■ **GIVEN PROBLEM**: Extract each line of the data below that contains the word "with".
>>>>
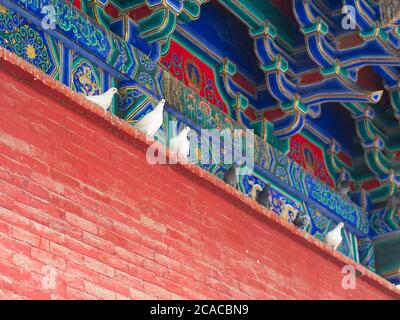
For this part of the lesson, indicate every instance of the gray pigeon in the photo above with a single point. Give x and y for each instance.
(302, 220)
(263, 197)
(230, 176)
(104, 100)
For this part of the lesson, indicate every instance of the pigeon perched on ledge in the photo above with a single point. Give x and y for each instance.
<<<<
>>>>
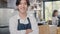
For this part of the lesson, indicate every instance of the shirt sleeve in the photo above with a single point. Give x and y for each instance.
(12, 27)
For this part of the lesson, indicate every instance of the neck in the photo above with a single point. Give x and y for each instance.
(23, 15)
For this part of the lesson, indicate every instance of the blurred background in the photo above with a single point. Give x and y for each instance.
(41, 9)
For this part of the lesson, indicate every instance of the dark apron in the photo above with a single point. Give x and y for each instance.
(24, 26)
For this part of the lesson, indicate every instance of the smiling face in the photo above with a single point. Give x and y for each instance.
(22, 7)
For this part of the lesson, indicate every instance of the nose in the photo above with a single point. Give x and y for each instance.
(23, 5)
<<<<
■ **RESULT FOR THIS TASK**:
For this part of the lesson, indicate every instance of the gray pigeon in the photo above with a single point. Give x and y for each instance.
For this part of the lesson, indicate every instance of the pigeon perched on ledge in the photo above with a single point. Give x and y for each instance.
For this part of the lesson, indicate every instance of the shirt sleeve in the photo above with a single point. Give x and y for each instance.
For this part of the lesson, indicate every instance of the neck in the photo above with a single point. Give x and y for each instance.
For this part of the lesson, indicate every instance of the blurred background in the photo above with a single point. Give x and y for each instance.
For this part of the lesson, indicate every instance of the dark apron in the photo above with a single point. Give x and y for each instance.
For this part of the lesson, indicate every instance of the smiling face in the photo above with a single point. Give x and y for each instance.
For this part of the lesson, indicate every instance of the nose in the photo above with a single point. Give x and y for each instance.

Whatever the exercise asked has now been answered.